Zu erledigende Aufgabe =
Schreib bitte die Zeilen der Einträge unten unverändert ab, von der Zeile mit „the white backdrop.“ bis einschließlich der letzten Zeile der Einträge.
>>>
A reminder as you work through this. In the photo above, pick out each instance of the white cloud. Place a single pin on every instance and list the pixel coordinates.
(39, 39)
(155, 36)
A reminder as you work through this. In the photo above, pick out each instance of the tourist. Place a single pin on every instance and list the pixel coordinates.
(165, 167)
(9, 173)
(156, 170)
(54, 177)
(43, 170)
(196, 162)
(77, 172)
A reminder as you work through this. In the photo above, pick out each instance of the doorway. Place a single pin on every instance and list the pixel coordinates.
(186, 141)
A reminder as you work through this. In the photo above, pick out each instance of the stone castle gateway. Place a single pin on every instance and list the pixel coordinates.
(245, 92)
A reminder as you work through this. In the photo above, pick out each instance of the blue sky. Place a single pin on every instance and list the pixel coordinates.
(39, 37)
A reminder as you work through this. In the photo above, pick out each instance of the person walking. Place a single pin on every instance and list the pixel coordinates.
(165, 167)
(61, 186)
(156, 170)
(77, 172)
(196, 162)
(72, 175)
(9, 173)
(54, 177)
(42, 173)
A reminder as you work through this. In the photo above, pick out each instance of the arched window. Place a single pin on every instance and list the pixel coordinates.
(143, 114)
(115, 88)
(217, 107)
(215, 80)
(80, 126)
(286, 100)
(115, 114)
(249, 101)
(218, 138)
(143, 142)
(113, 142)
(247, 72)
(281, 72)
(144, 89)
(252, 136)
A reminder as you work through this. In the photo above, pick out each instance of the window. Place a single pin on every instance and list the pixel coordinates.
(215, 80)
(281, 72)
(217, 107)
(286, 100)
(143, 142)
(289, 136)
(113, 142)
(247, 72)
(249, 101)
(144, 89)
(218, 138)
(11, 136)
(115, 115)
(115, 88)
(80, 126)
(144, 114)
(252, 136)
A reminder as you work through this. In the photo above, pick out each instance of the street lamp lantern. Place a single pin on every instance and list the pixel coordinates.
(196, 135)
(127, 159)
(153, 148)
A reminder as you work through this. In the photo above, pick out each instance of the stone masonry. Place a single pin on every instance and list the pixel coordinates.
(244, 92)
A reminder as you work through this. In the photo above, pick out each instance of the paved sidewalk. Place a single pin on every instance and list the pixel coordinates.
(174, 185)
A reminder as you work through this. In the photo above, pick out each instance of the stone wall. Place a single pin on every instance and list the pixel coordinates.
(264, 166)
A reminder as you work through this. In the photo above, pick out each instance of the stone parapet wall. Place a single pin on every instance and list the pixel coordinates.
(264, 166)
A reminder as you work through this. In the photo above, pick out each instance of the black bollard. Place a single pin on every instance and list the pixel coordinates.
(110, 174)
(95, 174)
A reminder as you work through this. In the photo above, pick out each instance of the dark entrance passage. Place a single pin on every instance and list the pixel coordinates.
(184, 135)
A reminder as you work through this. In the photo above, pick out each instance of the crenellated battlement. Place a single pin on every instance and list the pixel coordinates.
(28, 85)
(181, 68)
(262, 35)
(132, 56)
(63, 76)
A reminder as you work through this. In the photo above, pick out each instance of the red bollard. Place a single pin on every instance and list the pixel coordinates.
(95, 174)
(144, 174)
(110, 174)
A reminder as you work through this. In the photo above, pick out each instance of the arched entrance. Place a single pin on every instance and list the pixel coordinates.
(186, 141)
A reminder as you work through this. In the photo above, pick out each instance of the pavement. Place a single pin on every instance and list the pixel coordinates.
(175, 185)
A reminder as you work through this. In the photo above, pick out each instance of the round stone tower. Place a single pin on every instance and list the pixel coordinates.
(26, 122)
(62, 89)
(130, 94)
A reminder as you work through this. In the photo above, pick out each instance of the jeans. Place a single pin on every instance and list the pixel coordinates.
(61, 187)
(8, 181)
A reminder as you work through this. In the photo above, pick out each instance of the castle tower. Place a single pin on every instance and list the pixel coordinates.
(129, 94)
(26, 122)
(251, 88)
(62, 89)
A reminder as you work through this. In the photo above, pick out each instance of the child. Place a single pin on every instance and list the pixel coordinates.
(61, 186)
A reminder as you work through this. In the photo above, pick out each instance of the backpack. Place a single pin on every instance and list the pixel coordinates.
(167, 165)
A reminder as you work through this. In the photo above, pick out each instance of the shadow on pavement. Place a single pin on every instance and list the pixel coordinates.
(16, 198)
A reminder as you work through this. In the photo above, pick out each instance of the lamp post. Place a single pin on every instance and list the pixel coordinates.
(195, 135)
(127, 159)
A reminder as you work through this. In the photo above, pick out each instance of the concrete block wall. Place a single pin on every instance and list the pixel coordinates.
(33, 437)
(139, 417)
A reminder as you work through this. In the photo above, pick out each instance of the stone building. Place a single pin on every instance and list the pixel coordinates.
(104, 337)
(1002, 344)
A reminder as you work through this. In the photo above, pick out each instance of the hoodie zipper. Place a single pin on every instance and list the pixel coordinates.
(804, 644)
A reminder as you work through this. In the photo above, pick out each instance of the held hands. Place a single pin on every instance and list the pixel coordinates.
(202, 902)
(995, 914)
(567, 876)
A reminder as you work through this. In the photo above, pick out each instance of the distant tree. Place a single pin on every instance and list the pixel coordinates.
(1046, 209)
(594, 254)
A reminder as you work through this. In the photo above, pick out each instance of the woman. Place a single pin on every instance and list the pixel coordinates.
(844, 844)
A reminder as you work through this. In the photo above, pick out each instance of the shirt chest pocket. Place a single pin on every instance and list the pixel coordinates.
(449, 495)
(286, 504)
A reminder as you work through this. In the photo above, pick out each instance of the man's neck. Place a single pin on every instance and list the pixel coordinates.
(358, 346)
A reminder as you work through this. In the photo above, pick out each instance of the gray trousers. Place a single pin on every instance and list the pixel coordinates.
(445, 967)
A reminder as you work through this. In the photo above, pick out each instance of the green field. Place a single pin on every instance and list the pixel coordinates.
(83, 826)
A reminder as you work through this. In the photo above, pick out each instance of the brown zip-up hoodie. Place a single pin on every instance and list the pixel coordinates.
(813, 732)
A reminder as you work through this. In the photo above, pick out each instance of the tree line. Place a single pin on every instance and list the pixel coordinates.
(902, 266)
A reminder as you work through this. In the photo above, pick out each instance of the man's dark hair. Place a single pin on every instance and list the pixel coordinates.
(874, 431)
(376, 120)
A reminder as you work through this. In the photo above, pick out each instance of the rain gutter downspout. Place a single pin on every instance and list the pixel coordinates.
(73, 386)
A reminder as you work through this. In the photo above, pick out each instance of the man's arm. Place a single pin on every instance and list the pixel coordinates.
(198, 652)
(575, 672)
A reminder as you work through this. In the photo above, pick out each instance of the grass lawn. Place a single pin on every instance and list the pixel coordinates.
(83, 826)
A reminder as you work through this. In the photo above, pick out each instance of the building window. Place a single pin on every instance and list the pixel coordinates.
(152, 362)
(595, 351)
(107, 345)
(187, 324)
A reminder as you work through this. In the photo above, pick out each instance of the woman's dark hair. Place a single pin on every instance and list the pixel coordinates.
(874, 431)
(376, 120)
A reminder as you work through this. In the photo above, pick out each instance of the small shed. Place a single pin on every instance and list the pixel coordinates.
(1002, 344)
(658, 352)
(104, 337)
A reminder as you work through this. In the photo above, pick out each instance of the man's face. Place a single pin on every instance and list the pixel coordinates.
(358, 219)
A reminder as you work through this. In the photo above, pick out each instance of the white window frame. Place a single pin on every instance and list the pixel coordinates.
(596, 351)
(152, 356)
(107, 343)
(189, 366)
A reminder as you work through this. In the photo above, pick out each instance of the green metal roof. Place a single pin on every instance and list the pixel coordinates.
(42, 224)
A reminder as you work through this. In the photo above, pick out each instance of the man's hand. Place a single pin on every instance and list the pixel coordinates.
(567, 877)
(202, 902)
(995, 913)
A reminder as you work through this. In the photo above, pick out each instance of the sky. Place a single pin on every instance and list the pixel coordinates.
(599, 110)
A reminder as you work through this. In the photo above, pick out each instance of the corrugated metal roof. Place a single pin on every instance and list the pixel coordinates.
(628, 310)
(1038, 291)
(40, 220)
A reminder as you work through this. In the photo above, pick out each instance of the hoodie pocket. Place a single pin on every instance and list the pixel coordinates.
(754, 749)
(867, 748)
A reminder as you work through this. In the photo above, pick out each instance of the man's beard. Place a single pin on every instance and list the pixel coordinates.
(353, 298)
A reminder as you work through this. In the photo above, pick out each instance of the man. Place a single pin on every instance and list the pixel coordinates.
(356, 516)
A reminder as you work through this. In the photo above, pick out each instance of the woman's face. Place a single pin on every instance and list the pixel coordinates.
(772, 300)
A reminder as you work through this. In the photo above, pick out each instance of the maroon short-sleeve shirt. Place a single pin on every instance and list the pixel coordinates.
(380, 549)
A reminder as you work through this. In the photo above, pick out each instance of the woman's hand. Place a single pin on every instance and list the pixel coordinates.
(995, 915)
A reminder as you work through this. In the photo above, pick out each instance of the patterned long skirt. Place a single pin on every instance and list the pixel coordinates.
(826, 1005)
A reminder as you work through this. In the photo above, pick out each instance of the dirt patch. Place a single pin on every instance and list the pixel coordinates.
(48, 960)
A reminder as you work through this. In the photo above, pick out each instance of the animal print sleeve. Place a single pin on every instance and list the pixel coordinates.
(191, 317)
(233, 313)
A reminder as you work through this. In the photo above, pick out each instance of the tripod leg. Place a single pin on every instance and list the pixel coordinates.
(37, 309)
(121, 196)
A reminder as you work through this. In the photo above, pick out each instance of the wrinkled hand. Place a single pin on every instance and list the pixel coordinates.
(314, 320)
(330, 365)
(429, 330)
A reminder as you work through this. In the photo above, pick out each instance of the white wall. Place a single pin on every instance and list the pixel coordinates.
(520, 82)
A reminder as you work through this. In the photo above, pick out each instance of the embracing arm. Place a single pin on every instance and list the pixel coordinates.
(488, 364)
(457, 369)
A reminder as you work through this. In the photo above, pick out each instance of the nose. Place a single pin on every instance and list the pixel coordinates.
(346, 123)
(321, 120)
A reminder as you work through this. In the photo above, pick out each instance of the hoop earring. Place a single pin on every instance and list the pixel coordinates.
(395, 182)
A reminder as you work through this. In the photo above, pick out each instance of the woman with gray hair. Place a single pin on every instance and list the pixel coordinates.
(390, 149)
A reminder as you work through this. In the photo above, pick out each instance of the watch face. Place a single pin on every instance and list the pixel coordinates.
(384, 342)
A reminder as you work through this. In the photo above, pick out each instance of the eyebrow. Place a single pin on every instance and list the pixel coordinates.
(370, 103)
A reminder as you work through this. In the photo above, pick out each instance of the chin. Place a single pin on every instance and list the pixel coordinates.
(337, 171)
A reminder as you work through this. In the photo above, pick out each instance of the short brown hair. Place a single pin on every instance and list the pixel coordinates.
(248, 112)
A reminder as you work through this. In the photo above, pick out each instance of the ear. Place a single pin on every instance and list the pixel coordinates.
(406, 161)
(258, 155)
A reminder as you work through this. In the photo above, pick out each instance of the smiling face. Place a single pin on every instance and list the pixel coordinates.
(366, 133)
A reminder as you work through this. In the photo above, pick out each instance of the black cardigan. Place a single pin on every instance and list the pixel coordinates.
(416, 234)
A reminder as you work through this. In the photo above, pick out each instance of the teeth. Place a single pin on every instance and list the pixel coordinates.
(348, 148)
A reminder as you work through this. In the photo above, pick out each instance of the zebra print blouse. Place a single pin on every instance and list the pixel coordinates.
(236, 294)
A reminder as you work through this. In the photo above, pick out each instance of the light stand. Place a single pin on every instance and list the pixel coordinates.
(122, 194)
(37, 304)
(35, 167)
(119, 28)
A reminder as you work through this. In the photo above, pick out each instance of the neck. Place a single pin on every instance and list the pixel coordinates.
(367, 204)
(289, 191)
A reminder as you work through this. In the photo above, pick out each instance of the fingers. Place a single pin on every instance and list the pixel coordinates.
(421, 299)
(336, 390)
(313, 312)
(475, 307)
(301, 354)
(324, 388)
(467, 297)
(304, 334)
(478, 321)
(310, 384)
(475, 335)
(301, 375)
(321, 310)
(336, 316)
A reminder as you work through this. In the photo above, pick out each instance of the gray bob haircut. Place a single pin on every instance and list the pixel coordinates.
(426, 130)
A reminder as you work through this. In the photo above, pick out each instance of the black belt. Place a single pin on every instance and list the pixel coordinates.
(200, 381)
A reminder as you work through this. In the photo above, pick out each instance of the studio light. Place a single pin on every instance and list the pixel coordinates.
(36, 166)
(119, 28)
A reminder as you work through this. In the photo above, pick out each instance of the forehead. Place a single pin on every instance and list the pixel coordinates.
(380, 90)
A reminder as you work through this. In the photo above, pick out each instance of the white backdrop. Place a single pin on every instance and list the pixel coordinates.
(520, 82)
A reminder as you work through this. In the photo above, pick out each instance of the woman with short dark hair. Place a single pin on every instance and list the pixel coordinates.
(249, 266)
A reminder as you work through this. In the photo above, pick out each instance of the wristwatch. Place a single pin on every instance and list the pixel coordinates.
<<<
Antwort zur Übung =
A reminder as you work through this. In the photo above, pick out each instance of the white backdrop. Place a single pin on every instance and list the pixel coordinates.
(520, 82)
A reminder as you work through this. In the photo above, pick out each instance of the woman with short dark hair. Place a single pin on every instance and list the pixel coordinates.
(249, 266)
A reminder as you work through this. In the photo above, pick out each instance of the wristwatch. Place a single pin on every instance and list the pixel coordinates.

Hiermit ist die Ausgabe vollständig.